┌─ Excerpted data
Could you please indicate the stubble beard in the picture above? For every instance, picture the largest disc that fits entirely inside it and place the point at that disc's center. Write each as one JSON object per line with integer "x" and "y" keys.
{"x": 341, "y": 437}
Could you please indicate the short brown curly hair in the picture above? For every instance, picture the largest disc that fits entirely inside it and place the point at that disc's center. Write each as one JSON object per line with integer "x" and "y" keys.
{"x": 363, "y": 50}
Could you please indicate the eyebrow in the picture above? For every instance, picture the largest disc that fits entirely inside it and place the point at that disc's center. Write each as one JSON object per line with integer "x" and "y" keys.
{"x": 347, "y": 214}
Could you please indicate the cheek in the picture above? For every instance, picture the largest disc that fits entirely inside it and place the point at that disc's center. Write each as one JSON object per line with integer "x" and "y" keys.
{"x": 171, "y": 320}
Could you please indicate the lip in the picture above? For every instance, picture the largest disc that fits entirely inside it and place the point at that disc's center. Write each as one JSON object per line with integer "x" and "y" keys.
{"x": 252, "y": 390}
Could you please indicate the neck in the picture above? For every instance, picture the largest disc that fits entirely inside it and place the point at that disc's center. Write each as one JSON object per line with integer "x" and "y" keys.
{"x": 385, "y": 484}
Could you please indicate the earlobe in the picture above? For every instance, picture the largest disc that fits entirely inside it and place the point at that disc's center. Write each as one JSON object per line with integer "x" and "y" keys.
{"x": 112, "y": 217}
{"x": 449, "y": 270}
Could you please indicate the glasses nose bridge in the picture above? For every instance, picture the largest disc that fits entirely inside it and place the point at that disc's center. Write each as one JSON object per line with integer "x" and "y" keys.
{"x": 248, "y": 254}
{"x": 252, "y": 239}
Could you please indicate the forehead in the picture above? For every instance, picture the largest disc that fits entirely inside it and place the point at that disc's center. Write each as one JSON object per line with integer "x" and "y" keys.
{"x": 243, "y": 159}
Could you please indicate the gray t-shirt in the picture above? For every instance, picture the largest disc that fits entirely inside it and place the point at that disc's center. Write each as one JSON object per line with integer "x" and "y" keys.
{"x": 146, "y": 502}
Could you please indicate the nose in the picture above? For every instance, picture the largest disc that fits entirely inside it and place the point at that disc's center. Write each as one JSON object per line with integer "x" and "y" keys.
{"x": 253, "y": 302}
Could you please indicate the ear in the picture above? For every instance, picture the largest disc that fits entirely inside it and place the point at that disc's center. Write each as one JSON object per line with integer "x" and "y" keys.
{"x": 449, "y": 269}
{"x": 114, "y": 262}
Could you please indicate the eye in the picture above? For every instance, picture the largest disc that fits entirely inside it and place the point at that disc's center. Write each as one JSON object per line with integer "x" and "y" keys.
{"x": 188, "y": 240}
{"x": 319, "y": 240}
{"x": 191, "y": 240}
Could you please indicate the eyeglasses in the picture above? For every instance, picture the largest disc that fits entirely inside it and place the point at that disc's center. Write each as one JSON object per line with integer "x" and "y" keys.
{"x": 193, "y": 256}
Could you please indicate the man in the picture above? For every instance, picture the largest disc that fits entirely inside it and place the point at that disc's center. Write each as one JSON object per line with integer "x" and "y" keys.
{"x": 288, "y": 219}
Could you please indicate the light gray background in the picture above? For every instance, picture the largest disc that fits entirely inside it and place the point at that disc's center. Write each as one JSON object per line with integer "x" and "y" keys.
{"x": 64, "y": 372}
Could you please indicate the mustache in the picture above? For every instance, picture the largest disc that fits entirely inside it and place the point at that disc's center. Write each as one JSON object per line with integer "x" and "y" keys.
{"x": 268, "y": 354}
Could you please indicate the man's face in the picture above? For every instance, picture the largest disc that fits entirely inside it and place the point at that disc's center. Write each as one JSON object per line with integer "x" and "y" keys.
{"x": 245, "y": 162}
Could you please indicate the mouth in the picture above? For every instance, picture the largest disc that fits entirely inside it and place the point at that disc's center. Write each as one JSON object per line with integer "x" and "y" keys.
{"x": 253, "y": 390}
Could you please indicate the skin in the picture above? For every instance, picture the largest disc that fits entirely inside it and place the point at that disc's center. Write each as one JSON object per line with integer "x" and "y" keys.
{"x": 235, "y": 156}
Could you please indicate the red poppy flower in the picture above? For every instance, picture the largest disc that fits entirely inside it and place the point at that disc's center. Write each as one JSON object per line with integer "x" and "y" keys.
└─
Reproduce each record exactly, leaving nothing out.

Could you please indicate the stubble beard in the picture above? For every instance, picture the largest disc that fits entirely inside it and place the point at that disc's center. Write each as one JSON object per line with integer "x" and "y" keys.
{"x": 341, "y": 437}
Could you please indicate the short brown curly hair in the picture above? For every instance, picture the largest disc that fits entirely inside it and place the point at that disc's center. Write each as one JSON object per line with integer "x" and "y" keys.
{"x": 363, "y": 50}
Could you please indicate the eyebrow in the picture above? For every instance, picture the largest disc that fits entirely inside it and place the point at that disc's center. Write each as one JSON object per line with integer "x" and "y" keys.
{"x": 347, "y": 214}
Could you please indicate the cheek in the picture above? For every instance, picture the largest disc that fits entirely inside it and place the point at that disc's center. Write each as one JSON object per line with integer "x" and "y" keys.
{"x": 171, "y": 320}
Could you please indicate the lip in the picture above? For every instance, picture the largest disc that fits entirely inside it and place the point at that disc's center. Write each as one JSON object per line with integer "x" and "y" keys.
{"x": 252, "y": 390}
Could you please indicate the neck in the picture above? For every instance, picture the largest disc that fits entirely inside it and place the point at that disc's center. Write each as one JSON object per line with integer "x" and "y" keys.
{"x": 385, "y": 484}
Could you please indicate the earlobe in the picture above? For every instance, picture the largest disc that fits entirely inside it and place the point at that disc's center. Write each as one JSON object per line with integer "x" and "y" keys.
{"x": 112, "y": 217}
{"x": 449, "y": 270}
Could you please indicate the glasses nose bridge in the picture above? For every instance, picture the largest disc that fits entirely inside it and place the point at that disc's center. Write each as one JSON object per line with integer "x" and "y" keys.
{"x": 248, "y": 254}
{"x": 252, "y": 239}
Could you please indicate the forehead in the picture above? For every instance, picture the largest disc that fits entirely inside it and place the point at that disc's center. Write each as one JSON object per line with integer "x" and "y" keys.
{"x": 243, "y": 159}
Could you please indicate the gray t-shirt in the picture above? For every instance, picture the largest disc that fits entirely inside it and place the point at that disc's center. Write each as one JSON object per line with integer "x" and "y" keys.
{"x": 146, "y": 502}
Could you please indicate the nose in the picture above? For every instance, picture the largest disc that fits entirely inside it and place the point at that disc's center. Write each as one JSON object per line with integer "x" and "y" keys.
{"x": 253, "y": 302}
Could you please indicate the ear in the picture above? For every instance, picture the largest disc that fits entirely inside it and place the point at that disc's center. Write each as one JSON object per line with integer "x" and "y" keys.
{"x": 449, "y": 269}
{"x": 114, "y": 262}
Could you please indicate the eye in the picture above? For every instance, picture the largest disc that fits entirely inside it and place the point at that disc's center. Write each as one JSON object per line with integer "x" and "y" keys.
{"x": 188, "y": 240}
{"x": 319, "y": 240}
{"x": 191, "y": 240}
Could you please indicate the eyeglasses in the picture above? For every instance, picture the largest disc that fits entirely inside it and place the point at that disc's center. Write each as one JSON object per line with integer "x" and "y" keys.
{"x": 193, "y": 256}
Could you please indicate the man in the picture above? For every instance, picture the largest disc that fits entirely inside it and place the point at that disc's center. Write each as one JSON object per line with integer "x" and "y" keys.
{"x": 288, "y": 219}
Could you please indicate the light gray background in the picture above? For every instance, picture the largest disc that fits entirely inside it and place the point at that disc's center. Write each as one JSON object per line with integer "x" and "y" keys.
{"x": 64, "y": 372}
Could you please indicate the mustache in the picture above? For every instance, picture the largest disc that fits entirely inside it and place the point at that disc's center. Write each as one JSON object per line with integer "x" and "y" keys.
{"x": 268, "y": 354}
Could you please indicate the man's face in the picture above? For every instance, picture the largest disc that fits entirely inside it and place the point at that disc's center. Write each as one JSON object per line with integer "x" and "y" keys.
{"x": 245, "y": 162}
Could you please indicate the mouth in the picture above? For every instance, picture the largest disc that fits entirely inside it and place the point at that disc's center. Write each as one JSON object per line with integer "x" and "y" keys.
{"x": 253, "y": 390}
Could you please indicate the skin in the picture above? For every instance, picture the largest disc that fits entirely inside it and place the point at that disc's center. Write each as one JSON object per line with integer "x" and "y" keys.
{"x": 235, "y": 156}
Could you please indicate the red poppy flower in the picture above? For every instance, picture the largest disc that fits entirely inside it and place the point at that disc's center. Write each as one JSON object per line with integer "x" and "y" keys.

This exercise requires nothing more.